### ИЗВЛЕЧЁННЫЙ ТЕКСТ
■ ■ ■ ■ ■

Искусство
16 января 2024
9 минут
Поделиться

Юрий Купер: «Амбиции художника всегда идут по восходящей»

Юрий Купер: «Амбиции художника всегда идут по восходящей»

Фото предоставлено пресс-службой Юрия Купера

Юрий Леонидович Купер — признанный мэтр, чьи работы хранятся в Третьяковской галерее, Эрмитаже, музее Метрополитен, Библиотеке Конгресса США. Летом на Крымском Валу состоялась грандиозная выставка «Сфумато», где был представлен значительный период его творчества, начиная с 1980-х до сегодняшнего дня. При этом мастер не почивает на лаврах, а продолжает активно трудиться — сотрудничает с Askeri Gallery и Центром театра и кино под руководством Никиты Михалкова, разрабатывает частные архитектурные проекты и макет станции «ЗИЛ» для Московского метрополитена. IPQuorum пообщался с Юрием Леонидовичем о времени, упадке красоты и о том, кого все-таки возьмут в будущее.

— Летом в Новой Третьяковке прошла ваша персональная выставка «Сфумато». Почему вы выбрали это название и для ретроспективы, и для своей автобиографии?

— Это не мое выражение, а Леонардо да Винчи. С итальянского оно дословно переводится как «расплывчатый». Вся реальность как будто бы в дымке. Опять же, так называется техника Леонардо, когда нет жесткого контура, а есть легкая туманность. В живописи существует такое понятие, как hard edge и soft edge. К первым относятся художники, на картинах которых есть жесткий абрис. Например, Суриков, чью выставку я только недавно посетил в Русском музее. А есть те, кто не обозначает этой жесткости: Тёрнер, Веласкес, импрессионисты и так далее. Все сделано как бы через полупрозрачный занавес.

Фото предоставлено пресс-службой Юрия Купера

— А как этот стиль родился у вас?

— Родился — громко сказано. Я довольно часто рассказываю, что в детстве жил в коммуналке на Мещанской улице. Там был довольно пыльный коридор с тамбурами, где горела единственная лампочка вполнакала. По соседству с нами жил дед. Я часто сидел с ним вместе на сундуке. Он курил «Беломор», а я созерцал этот странный мир, который казался мне великолепным, почти волшебным. Все предметы словно растворялись в дыму и свете этой лампочки. В дальнейшем нечто подобное я наблюдал на Курильских островах, куда нас отправили на практику от института. Я приехал на Шикотан и увидел эту потрясающую туманную взвесь, сквозь которую проступали море, сопки. Чуть позже мы были на Белом море в деревне Летняя Золотица. Я зашел в местный клуб, который располагался в помещении, где некогда был храм. На стенах вместо икон висели портреты государственных деятелей, а в центре большой комнаты сидел баянист и что-то играл. Вокруг него танцевали какие-то люди, в основном солдаты и всего две женщины. Было сильно накурено, и там тоже висела такая же лампочка, как в нашей коммунальной квартире. И я написал этот интерьер на картонке 50x70. На просмотре мой преподаватель сказал, что это моя первая работа художника. Не знаю, как еще рассказать, почему я пишу в этой манере.

■ ■ ■ ■ ■

### ЧТО НУЖНО СДЕЛАТЬ
Процитируйте отрывок из интервью с Юрием Купером между словами «Юрий Леонидович Купер» и «возьмут в будущее.» включительно.

Фрагменты набора данных для разметки точками:

■ ■ ■ ■ ■

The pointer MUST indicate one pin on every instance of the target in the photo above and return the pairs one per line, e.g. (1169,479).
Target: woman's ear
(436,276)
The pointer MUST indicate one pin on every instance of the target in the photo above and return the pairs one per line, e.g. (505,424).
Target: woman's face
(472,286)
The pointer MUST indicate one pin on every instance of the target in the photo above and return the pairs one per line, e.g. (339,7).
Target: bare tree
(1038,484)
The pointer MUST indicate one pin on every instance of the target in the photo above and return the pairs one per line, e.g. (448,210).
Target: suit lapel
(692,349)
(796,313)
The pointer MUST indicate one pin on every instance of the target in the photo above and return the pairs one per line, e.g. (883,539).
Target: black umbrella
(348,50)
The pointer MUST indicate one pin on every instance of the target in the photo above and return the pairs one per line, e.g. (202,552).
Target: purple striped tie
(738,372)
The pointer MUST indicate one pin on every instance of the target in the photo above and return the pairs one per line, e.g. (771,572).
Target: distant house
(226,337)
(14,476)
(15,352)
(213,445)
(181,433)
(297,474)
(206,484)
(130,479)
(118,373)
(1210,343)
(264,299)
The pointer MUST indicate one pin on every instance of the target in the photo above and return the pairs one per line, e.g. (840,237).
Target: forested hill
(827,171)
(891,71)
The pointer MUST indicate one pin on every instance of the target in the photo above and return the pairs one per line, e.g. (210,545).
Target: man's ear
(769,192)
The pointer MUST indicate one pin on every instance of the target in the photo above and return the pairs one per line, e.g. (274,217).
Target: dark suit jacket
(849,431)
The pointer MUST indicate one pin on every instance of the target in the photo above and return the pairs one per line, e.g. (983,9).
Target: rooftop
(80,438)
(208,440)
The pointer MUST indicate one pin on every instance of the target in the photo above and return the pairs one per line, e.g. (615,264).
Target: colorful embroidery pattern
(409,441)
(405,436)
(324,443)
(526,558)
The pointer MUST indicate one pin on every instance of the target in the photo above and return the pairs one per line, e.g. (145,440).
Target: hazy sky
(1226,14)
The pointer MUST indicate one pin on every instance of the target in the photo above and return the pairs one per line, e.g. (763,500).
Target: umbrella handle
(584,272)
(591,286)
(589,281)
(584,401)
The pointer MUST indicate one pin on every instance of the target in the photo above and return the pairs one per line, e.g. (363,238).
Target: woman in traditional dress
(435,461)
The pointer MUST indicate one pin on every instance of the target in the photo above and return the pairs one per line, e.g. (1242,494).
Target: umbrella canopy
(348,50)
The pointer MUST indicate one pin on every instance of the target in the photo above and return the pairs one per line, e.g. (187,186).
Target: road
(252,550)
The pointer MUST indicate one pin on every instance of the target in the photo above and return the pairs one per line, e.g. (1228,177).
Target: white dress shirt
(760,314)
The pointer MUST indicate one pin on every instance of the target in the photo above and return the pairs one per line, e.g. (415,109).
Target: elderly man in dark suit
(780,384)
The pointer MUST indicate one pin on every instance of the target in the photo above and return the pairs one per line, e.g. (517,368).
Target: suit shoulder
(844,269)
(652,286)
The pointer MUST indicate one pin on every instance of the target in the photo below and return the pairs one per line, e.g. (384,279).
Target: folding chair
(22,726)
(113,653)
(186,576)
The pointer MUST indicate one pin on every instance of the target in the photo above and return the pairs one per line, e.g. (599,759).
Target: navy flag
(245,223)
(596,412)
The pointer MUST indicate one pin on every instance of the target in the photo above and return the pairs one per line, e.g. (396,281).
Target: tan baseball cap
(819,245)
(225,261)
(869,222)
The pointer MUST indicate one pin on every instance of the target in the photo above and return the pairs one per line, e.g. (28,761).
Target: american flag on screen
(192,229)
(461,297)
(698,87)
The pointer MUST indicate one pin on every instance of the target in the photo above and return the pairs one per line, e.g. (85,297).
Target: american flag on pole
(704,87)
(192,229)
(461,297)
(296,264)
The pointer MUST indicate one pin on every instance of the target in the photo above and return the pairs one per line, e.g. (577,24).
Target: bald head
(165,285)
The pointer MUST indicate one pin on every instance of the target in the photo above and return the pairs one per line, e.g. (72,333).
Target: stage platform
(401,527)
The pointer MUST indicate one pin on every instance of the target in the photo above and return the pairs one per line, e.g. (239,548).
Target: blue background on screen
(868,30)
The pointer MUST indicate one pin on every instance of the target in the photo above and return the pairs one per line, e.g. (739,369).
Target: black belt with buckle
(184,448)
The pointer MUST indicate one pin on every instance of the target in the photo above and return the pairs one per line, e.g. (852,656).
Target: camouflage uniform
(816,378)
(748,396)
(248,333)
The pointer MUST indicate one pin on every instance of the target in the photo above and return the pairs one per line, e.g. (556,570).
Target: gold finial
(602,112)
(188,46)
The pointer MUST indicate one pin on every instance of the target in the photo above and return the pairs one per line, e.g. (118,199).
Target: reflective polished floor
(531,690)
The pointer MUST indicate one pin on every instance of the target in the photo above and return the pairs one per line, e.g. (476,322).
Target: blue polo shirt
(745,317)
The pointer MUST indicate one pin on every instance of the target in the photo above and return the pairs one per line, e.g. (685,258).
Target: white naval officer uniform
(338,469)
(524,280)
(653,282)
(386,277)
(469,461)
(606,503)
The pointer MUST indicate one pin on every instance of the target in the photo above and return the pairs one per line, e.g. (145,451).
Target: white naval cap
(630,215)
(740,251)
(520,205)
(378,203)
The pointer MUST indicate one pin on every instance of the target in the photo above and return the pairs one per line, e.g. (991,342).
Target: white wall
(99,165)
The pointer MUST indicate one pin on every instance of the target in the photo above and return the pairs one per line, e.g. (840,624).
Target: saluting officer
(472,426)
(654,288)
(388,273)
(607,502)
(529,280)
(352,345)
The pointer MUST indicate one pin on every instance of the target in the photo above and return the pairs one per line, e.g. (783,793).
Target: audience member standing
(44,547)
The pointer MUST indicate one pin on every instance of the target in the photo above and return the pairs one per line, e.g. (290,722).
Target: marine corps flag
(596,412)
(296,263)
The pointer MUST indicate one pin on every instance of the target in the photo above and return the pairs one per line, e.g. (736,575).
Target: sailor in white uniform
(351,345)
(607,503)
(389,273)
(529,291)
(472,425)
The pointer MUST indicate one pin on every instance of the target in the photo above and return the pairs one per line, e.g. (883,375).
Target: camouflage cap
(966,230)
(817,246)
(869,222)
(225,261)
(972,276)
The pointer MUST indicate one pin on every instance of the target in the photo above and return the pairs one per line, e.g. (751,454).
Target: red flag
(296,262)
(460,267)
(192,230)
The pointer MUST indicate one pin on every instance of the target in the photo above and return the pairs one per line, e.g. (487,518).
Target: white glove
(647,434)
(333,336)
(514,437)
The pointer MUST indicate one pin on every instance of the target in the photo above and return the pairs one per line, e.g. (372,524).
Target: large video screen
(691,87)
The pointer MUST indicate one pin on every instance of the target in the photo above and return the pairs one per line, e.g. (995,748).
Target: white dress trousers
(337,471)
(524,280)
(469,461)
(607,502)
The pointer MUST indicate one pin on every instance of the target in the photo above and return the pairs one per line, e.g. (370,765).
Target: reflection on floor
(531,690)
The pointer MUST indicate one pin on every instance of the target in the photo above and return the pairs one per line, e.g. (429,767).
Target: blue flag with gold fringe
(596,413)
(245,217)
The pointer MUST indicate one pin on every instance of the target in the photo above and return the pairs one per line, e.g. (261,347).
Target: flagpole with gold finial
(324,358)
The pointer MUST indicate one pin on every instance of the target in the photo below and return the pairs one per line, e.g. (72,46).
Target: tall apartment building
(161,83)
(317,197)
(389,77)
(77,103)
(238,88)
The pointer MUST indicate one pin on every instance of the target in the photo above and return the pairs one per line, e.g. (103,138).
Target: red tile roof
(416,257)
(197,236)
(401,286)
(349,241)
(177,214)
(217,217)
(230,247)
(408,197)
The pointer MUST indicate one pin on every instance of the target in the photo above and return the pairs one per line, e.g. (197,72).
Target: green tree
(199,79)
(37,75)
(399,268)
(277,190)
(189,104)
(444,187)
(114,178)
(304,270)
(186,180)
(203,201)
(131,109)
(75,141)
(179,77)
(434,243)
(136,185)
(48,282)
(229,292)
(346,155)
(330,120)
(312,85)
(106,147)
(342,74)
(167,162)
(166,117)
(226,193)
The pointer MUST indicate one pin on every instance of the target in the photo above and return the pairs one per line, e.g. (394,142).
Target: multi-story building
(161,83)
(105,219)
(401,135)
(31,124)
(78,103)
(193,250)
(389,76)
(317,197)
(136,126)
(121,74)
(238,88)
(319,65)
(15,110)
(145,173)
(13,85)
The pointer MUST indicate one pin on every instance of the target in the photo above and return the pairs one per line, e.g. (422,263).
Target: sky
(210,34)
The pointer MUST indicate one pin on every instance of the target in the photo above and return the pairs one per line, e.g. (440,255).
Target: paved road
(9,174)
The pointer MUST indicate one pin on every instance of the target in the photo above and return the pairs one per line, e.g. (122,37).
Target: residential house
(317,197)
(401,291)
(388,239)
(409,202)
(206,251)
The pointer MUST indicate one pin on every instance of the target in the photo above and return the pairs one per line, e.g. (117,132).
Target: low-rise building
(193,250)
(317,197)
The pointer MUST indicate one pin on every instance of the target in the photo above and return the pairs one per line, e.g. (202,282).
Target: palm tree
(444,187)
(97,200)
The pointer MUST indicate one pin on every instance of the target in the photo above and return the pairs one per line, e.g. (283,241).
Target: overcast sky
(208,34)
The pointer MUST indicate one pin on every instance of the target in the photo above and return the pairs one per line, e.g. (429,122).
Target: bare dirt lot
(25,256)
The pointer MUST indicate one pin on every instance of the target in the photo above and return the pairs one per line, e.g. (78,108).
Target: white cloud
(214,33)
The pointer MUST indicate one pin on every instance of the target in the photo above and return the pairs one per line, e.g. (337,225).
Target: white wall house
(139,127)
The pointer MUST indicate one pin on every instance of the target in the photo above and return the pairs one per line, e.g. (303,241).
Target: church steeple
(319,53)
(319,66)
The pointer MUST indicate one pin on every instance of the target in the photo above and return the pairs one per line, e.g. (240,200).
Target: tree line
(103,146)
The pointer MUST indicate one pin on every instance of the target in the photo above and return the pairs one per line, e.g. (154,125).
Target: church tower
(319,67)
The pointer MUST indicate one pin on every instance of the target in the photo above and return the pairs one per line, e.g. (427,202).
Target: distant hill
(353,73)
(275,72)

■ ■ ■ ■ ■

### РЕЗУЛЬТАТ НИЖЕ
Юрий Леонидович Купер — признанный мэтр, чьи работы хранятся в Третьяковской галерее, Эрмитаже, музее Метрополитен, Библиотеке Конгресса США. Летом на Крымском Валу состоялась грандиозная выставка «Сфумато», где был представлен значительный период его творчества, начиная с 1980-х до сегодняшнего дня. При этом мастер не почивает на лаврах, а продолжает активно трудиться — сотрудничает с Askeri Gallery и Центром театра и кино под руководством Никиты Михалкова, разрабатывает частные архитектурные проекты и макет станции «ЗИЛ» для Московского метрополитена. IPQuorum пообщался с Юрием Леонидовичем о времени, упадке красоты и о том, кого все-таки возьмут в будущее.